*** Bereitgestellter Auszug ***

Testbericht: Earlylight 2 von Marmot (2-Mann-Zelt)

September 24, 2012

Eines Vorneweg: Ich liebe mein VauDe Hogan Ultralight, einfach weil es so leicht und schnell aufgebaut ist, auch alleine, und weil ich mit ihm schon so viel erlebt habe. Es ist toll, aber maximal für mich und meinen Rucksack. Für unseren sechwöchigen Roadtrip durch Europa musste etwas größeres her. Etwas, das relativ schnell aufgebaut ist, dessen Innenzelt auch unabhängig vom Außenzelt steht, zwei Eingänge besitzt und mit einer einigermaßen großen Apside. Da die meisten Kletterurlaube per Auto stattfinden, war das  Gewicht und Packmaß nicht soo ausschlaggebend. Unser finanzielles Limit lag bei maximal 400€, jedoch auch gerne weiter unten. Na gut, ein weiteres Kriterium war mir persönlich auch noch wichtig: Es sollte orange sein, weil das auf Fotos so schön aussieht. Frau bleibt halt doch Frau, auch beim Zeltkauf.

Beim Stöbern auf bergfreunde.de landeten wir schnell bei den reduzierten Zelten und entschlossen uns recht spontan für das Earlylight 2 von Marmot. Marmot ist eine gute  Marke, machen solide Ausrüstungsgegenstände mit denen wir beide schon sehr gute Erfahrung gemacht haben – „die werden schon wissen, was sie tun“, dachten wir uns. Das kleine Teufelchen im Hinterkopf erinnerte sich aber gleichzeitig an einen Satz, den ich irgendwo mal gehört hatte. „Kaufe niemals (!) ein Zelt ohne es vorher aufgebaut gesehen zu haben!“.

***

▶ Ziel 1: Welche finanzielle Obergrenze galt laut dem Testbericht für das neue Zelt?
▶ Ziel 2: Gib aus dem Testbericht den Abschnitt von „Eines Vorneweg: Ich“ bis einschließlich „auch beim Zeltkauf.“ wortgetreu zurück.
Das folgende Material steht für sich und hat mit dem Testbericht nichts zu tun.

*** Datenzeilen ***

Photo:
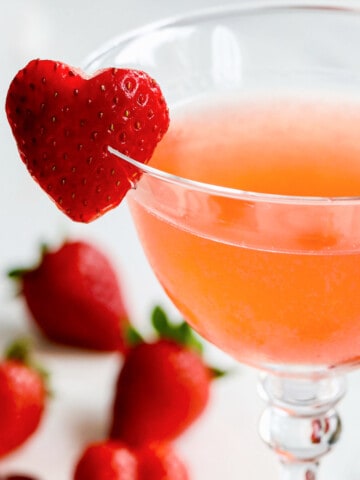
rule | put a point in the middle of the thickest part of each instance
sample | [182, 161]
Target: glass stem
[300, 422]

***

▶ Richtiges Ergebnis 1: Maximal 400 €.

▶ Richtiges Ergebnis 2:
Eines Vorneweg: Ich liebe mein VauDe Hogan Ultralight, einfach weil es so leicht und schnell aufgebaut ist, auch alleine, und weil ich mit ihm schon so viel erlebt habe. Es ist toll, aber maximal für mich und meinen Rucksack. Für unseren sechwöchigen Roadtrip durch Europa musste etwas größeres her. Etwas, das relativ schnell aufgebaut ist, dessen Innenzelt auch unabhängig vom Außenzelt steht, zwei Eingänge besitzt und mit einer einigermaßen großen Apside. Da die meisten Kletterurlaube per Auto stattfinden, war das  Gewicht und Packmaß nicht soo ausschlaggebend. Unser finanzielles Limit lag bei maximal 400€, jedoch auch gerne weiter unten. Na gut, ein weiteres Kriterium war mir persönlich auch noch wichtig: Es sollte orange sein, weil das auf Fotos so schön aussieht. Frau bleibt halt doch Frau, auch beim Zeltkauf.